(Objective) Retype every entry exactly, character for character.

------------------------------------------------------------------------

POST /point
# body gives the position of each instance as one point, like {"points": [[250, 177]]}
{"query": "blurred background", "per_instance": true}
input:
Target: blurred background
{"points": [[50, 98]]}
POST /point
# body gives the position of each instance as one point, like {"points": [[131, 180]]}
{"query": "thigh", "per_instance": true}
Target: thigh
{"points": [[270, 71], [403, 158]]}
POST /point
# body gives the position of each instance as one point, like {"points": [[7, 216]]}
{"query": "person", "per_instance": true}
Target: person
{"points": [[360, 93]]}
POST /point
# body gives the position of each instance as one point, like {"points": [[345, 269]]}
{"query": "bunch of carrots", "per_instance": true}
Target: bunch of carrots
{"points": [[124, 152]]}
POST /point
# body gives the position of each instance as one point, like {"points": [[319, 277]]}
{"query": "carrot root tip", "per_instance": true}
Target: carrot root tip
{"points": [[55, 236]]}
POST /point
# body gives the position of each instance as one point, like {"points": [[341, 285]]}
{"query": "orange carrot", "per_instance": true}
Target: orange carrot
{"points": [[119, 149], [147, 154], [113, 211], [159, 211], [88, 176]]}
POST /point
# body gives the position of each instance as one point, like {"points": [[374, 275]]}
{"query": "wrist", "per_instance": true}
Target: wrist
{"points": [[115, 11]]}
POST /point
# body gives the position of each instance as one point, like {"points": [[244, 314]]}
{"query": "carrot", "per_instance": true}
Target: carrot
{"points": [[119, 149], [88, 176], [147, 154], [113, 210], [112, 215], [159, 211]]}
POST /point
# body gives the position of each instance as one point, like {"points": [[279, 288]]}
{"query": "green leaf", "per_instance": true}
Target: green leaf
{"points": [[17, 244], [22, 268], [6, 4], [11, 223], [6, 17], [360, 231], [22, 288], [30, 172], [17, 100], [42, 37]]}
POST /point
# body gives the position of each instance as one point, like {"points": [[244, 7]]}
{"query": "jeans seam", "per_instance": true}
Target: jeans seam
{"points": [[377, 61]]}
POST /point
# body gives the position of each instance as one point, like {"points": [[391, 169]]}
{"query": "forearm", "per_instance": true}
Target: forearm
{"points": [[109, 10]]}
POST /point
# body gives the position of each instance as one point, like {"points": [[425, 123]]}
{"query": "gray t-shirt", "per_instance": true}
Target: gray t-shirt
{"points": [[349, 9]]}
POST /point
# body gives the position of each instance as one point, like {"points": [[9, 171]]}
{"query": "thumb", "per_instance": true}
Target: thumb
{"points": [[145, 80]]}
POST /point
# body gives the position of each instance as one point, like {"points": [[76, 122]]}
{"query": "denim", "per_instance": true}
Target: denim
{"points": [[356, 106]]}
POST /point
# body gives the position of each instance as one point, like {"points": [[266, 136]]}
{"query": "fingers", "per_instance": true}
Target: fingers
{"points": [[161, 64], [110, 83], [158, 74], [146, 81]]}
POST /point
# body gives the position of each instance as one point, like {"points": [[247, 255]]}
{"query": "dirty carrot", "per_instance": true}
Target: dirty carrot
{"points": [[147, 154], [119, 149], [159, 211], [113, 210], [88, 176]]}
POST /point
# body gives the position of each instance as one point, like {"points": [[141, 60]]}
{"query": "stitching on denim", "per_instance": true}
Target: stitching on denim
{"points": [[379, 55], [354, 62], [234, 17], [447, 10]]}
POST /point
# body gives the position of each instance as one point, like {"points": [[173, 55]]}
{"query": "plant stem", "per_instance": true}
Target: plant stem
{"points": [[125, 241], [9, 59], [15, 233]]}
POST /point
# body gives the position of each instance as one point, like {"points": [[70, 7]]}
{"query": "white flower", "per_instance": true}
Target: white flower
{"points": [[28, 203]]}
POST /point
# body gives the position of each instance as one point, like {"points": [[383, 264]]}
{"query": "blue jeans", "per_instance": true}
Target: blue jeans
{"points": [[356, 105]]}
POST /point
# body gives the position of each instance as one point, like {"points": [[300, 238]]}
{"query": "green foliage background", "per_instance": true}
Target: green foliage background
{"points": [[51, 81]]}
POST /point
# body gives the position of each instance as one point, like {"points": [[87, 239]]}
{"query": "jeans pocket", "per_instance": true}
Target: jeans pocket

------------------------------------------------------------------------

(Reply to the exercise)
POST /point
# body gives the position of each instance as one point, like {"points": [[250, 177]]}
{"query": "blurred background", "per_instance": true}
input:
Target: blurred background
{"points": [[50, 98]]}
POST /point
# body gives the position of each instance as one point, like {"points": [[131, 180]]}
{"query": "thigh", "per_instance": true}
Target: thigh
{"points": [[270, 71], [403, 158]]}
POST /point
# body gives the position of each instance as one point, like {"points": [[7, 216]]}
{"query": "person", "per_instance": true}
Target: person
{"points": [[360, 93]]}
POST /point
# body gives the position of each instance as one point, like {"points": [[345, 269]]}
{"query": "bunch of carrots", "per_instance": true}
Target: bunch of carrots
{"points": [[124, 152]]}
POST /point
# body gives the position of each instance as one point, like {"points": [[319, 277]]}
{"query": "carrot root tip", "per_instance": true}
Target: carrot root tip
{"points": [[55, 236]]}
POST /point
# body gives the position of each instance as one point, like {"points": [[341, 285]]}
{"query": "orange carrot", "per_instance": true}
Target: orange carrot
{"points": [[119, 149], [147, 154], [113, 211], [159, 211], [88, 176]]}
POST /point
# body gives the position of each instance as one point, like {"points": [[374, 275]]}
{"query": "wrist", "per_instance": true}
Target: wrist
{"points": [[115, 11]]}
POST /point
# body gives the position of each instance as one point, like {"points": [[244, 314]]}
{"query": "carrot", "per_instance": true}
Target: carrot
{"points": [[119, 149], [88, 176], [147, 154], [113, 210], [112, 215], [159, 211]]}
POST /point
# body gives the position of each instance as one point, like {"points": [[279, 288]]}
{"query": "green leaf", "per_instance": true}
Target: green leaf
{"points": [[17, 244], [22, 268], [6, 4], [11, 223], [6, 17], [360, 231], [22, 288], [30, 172], [17, 100], [42, 37]]}
POST /point
# body gives the position of each instance as one point, like {"points": [[244, 7]]}
{"query": "jeans seam", "per_instance": true}
Target: jeans seam
{"points": [[377, 61]]}
POST /point
# body gives the position of each instance as one point, like {"points": [[391, 169]]}
{"query": "forearm", "per_instance": true}
Target: forearm
{"points": [[109, 10]]}
POST /point
# body gives the position of each instance as one point, like {"points": [[425, 123]]}
{"query": "gray t-shirt", "per_instance": true}
Target: gray t-shirt
{"points": [[349, 9]]}
POST /point
# body gives the position of each instance as one point, like {"points": [[9, 171]]}
{"query": "thumb", "per_instance": true}
Target: thumb
{"points": [[145, 80]]}
POST /point
# body gives the position of each instance as one point, like {"points": [[76, 122]]}
{"query": "denim", "per_instance": true}
Target: denim
{"points": [[356, 106]]}
POST /point
# body gives the position of each instance as one point, like {"points": [[266, 136]]}
{"query": "fingers", "per_instance": true}
Target: fingers
{"points": [[161, 64], [110, 83], [158, 74], [146, 81]]}
POST /point
# body gives the position of each instance as one point, like {"points": [[247, 255]]}
{"query": "dirty carrot", "per_instance": true}
Target: dirty carrot
{"points": [[147, 154], [119, 149], [159, 211], [113, 210], [88, 176]]}
POST /point
# body gives the position of each instance as one point, like {"points": [[141, 60]]}
{"query": "stitching on denim", "per_instance": true}
Target: stitching on denim
{"points": [[379, 55], [354, 62], [234, 17], [447, 10]]}
POST /point
# body gives the position of each instance as one point, like {"points": [[173, 55]]}
{"query": "plant stem", "per_instance": true}
Target: plant stem
{"points": [[125, 241], [9, 59], [15, 233]]}
POST /point
# body gives the position of each instance as one point, like {"points": [[70, 7]]}
{"query": "white flower", "per_instance": true}
Target: white flower
{"points": [[28, 203]]}
POST /point
# body gives the position of each instance as one point, like {"points": [[383, 264]]}
{"query": "blue jeans", "per_instance": true}
Target: blue jeans
{"points": [[356, 105]]}
POST /point
# body gives the position of each instance as one point, like {"points": [[300, 238]]}
{"query": "green foliage background", "per_instance": true}
Target: green foliage background
{"points": [[51, 81]]}
POST /point
# body gives the position of each instance as one point, like {"points": [[87, 239]]}
{"query": "jeans pocket", "per_instance": true}
Target: jeans pocket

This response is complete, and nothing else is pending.